(EXERCISE OBJECTIVE):
Would you print every entry exactly as it appears?

(Records excerpted from a collection)
============================================================

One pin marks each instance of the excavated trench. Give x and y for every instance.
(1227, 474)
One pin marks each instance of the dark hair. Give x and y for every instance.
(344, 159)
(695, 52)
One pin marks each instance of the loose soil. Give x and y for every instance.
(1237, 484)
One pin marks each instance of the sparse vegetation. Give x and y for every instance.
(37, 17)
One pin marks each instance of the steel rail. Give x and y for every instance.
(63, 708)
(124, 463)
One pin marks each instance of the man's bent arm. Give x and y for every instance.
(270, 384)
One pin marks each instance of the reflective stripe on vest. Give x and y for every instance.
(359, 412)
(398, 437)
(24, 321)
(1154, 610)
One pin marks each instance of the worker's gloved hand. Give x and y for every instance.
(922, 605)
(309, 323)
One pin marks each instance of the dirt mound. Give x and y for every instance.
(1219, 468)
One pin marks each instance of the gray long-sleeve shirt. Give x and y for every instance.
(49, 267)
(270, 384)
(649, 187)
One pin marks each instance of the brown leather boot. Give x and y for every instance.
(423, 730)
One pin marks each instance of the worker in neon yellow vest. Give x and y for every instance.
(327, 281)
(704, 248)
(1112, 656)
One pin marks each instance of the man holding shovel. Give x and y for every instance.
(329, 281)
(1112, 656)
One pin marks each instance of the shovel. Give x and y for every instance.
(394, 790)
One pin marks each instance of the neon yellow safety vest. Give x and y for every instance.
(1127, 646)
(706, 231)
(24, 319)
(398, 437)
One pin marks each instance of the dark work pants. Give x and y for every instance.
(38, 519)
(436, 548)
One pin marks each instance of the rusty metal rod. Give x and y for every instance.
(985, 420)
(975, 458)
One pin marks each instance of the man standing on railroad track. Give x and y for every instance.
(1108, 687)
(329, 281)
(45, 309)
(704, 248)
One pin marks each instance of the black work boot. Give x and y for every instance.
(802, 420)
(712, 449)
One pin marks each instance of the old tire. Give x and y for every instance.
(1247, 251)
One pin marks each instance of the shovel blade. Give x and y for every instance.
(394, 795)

============================================================

(WRITTEN ANSWER):
One pin marks each instance of the excavated trench. Give x and y for every instance.
(1227, 474)
One pin marks each instance of the dark hair. Give x and y for every instance.
(344, 159)
(695, 52)
One pin marks each instance of the loose soil. Give x and y for every instance.
(1237, 484)
One pin marks each instance of the sparse vegetation. Give x and y for every instance.
(37, 17)
One pin marks each instance of the steel rail. Give x and y for every instance.
(63, 708)
(124, 463)
One pin marks each instance of the man's bent arm. Give x and y for every instance.
(270, 384)
One pin marks each instance of the reflective stripe on vest. Give x and y for every instance.
(359, 412)
(398, 437)
(24, 321)
(1154, 610)
One pin marks each instance of the worker's gloved hand. Give x and y for every instance.
(922, 605)
(309, 323)
One pin marks each instance of the dirt mound. Give x and y for every instance.
(1219, 468)
One pin marks each instance of the gray long-sleeve shirt. Give x and y for every instance.
(49, 267)
(270, 384)
(649, 187)
One pin marks each instance of the brown leather boot. Give x and y for every instance.
(423, 730)
One pin marks each instance of the worker in neon yellow vest. Give x and y for every instance.
(327, 281)
(704, 248)
(1112, 656)
One pin marks each instance of the man holding shovel. Give x and y for every instance.
(329, 281)
(1112, 656)
One pin marks each instance of the shovel. Give x and y for every instance.
(394, 790)
One pin marks each instance of the neon yellow safety vest. Give x and y for every instance.
(1127, 646)
(706, 231)
(24, 319)
(398, 437)
One pin marks each instance of the dark work pants. Give x and y for every instance.
(38, 519)
(436, 548)
One pin marks each instance of the rusty metal rod. Give x and y for every instance.
(985, 420)
(975, 458)
One pin marks each instance of the man standing on railroad track. Give x and y for every instance.
(1108, 687)
(329, 281)
(45, 309)
(704, 248)
One pin marks each instance of the black work boot. Give x and y for every instance.
(802, 420)
(712, 449)
One pin marks each instance of the old tire. Give x and y for every instance.
(1247, 251)
One pin marks each instance of the shovel blade. Give x and y for every instance.
(394, 795)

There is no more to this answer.